# [PAGE EXTRACT]

Jeff grew up in Rhode Island and graduated from Harvard, where he wrote for the Harvard Lampoon. He worked as a newspaper reporter in Boston, and his illustrations have been published in TIME, Mother Jones and Harvard Magazine.

He began his advertising career at J. Walter Thompson and was lucky enough to meet the legendary Hal Riney, whom he still thinks of as his mentor, at Ogilvy & Mather. It was with Riney that Goodby learned his reverence for surprise, humor, craft and restraint.

He also met a guy named Rich Silverstein at Ogilvy & Mather. They founded GS&P in 1983. Since then, the two have won just about every advertising award imaginable.

Two commercials he directed were selected to be among the top 30 advertising films of the 1990s by The One Club. In 2006 he was inducted into the Advertising Hall of Fame.

Jeff lives in Oakland, California, with his family, a dog, a cat, a rabbit, three horses and probably some other things he doesn’t know about.

Jeff's Post:

One of the themes I heard about from several sources this week might be described as “the return of content.” 

It’s not like content has gone anywhere. There’s more of it now than at any time in history, and we’ve created a maw that will only demand greater shovels’ full.  

What people are talking about, I think, is a return to content of a higher quality per unit time. It’s a recognition that, in a now sped-up content war, it’s better to drop bigger and bigger, higher quality bombs during the moments we have with our audiences.

# [DATASET RECORDS]
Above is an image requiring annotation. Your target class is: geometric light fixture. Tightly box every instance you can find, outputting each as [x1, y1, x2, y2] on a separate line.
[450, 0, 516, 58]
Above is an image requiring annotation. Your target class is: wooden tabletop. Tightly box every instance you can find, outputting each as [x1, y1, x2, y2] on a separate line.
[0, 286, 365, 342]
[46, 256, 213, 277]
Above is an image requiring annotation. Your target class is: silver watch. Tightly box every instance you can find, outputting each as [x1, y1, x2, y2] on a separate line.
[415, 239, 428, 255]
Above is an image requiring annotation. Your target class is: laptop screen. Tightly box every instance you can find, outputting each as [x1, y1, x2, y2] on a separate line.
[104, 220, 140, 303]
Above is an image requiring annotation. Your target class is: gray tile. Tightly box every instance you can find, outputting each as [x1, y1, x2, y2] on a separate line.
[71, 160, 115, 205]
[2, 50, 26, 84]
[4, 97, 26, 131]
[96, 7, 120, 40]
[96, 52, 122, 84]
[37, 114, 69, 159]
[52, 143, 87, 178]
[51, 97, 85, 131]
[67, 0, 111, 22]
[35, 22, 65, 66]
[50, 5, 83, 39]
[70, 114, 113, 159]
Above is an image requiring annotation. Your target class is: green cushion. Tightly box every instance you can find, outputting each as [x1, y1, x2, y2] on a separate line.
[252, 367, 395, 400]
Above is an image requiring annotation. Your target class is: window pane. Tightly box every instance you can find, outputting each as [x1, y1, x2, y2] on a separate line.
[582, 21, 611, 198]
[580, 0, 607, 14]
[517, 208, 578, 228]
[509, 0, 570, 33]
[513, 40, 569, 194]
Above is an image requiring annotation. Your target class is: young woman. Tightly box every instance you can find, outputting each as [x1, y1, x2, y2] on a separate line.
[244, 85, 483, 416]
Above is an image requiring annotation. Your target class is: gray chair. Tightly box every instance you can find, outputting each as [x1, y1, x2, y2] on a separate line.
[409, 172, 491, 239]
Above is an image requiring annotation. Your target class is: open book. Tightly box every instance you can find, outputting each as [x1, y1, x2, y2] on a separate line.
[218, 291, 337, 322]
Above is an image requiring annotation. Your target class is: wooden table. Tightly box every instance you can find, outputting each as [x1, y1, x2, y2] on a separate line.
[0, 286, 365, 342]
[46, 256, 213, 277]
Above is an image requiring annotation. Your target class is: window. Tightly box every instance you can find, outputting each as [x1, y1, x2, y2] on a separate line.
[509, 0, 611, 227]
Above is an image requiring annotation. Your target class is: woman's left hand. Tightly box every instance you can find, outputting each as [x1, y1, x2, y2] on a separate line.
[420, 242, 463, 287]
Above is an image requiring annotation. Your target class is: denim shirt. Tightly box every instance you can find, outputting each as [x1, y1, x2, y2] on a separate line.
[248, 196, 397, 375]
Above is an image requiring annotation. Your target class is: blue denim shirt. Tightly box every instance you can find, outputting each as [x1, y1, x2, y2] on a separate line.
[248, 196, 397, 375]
---
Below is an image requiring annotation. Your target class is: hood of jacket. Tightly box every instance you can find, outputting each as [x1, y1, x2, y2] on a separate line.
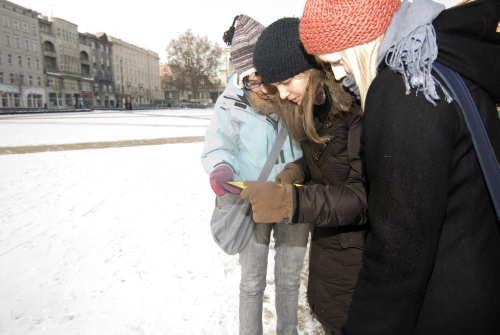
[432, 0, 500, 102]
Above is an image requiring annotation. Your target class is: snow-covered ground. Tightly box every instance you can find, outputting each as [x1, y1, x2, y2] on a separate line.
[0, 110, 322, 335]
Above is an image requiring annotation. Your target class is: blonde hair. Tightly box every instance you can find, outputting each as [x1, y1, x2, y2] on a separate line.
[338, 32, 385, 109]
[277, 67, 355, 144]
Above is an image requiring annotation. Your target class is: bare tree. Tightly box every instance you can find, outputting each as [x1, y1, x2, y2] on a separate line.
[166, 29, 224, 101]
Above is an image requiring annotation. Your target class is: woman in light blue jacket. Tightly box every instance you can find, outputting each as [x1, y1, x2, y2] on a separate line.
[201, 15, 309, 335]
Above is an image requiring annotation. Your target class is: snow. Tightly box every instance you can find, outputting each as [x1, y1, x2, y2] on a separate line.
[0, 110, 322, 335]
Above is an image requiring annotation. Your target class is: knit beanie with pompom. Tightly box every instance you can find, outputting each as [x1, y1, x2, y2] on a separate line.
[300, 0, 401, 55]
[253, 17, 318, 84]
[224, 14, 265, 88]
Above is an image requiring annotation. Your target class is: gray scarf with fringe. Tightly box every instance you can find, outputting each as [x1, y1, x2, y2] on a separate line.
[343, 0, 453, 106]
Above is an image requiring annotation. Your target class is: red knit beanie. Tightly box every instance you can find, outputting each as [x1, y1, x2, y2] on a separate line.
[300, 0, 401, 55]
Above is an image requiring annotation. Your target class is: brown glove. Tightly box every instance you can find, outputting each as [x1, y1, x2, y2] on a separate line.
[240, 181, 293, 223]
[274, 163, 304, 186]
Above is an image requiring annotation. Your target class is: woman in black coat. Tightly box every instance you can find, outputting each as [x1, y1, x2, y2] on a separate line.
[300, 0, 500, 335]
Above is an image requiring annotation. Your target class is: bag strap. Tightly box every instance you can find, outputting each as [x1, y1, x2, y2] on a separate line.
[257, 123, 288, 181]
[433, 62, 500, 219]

# [EXERCISE INSTRUCTIONS]
- 1) Can you turn the paragraph of the Goodby page that begins "He began his advertising career" into a short list that keeps its main facts?
- 2) Could you carry on the post in the Goodby page about "the return of content," starting after its last sentence?

# [OUTPUTS FOR THE TASKS]
- 1)
- Started his advertising career at J. Walter Thompson.
- Met Hal Riney at Ogilvy & Mather and still thinks of him as his mentor.
- Learned from Riney a reverence for surprise, humor, craft and restraint.

- 2)
This was a theme amidst the two most interesting conversations I had this week – with Nick Denton of Gawker, and Jonah Perretti of Buzzfeed. Both said, in effect, that there would be a greater and greater emphasis on the quality of content as the number of pipes we could push it through leveled off over time.  

Jonah cited the “Short Girl” phenomenon. “We ran a feature about short girl,” he said, “and it was such a hit that we had to keep putting out more and more content around the same theme. Eventually, it was ‘Adventures of Short Girl.’ People loved it. And then it was over.” 

It struck me that this was more or less like network television showrunning at light speed. The show was hatched, episodes ran, themes ran their course, all in a few days. The quality per episode hasn’t had to be all that high.  


How good does our content have to be, to do its job? So far, not all that great. But as time goes on, it will have to be better and better. Because, as Peter Mead quotes David Abbott in his terrific new book: “Crap at the speed of light is still crap.” 

A few questions arise. What is the role of agencies, going forward? Who will run this world? 

I think the winners will be anyone who rises above the hack level and starts to produce quality, lasting, really fast stuff. It’s like eye-blink Merchant Ivory. These new companies might be agencies, if they’re smart, but they might be more like a new kind of production company, built to have a particular sensitivity to marketers and advertisers. You could argue that content companies like CAA and smart clients like Nike and Frito-Lay are already in this business. But it will get so much more sophisticated over time.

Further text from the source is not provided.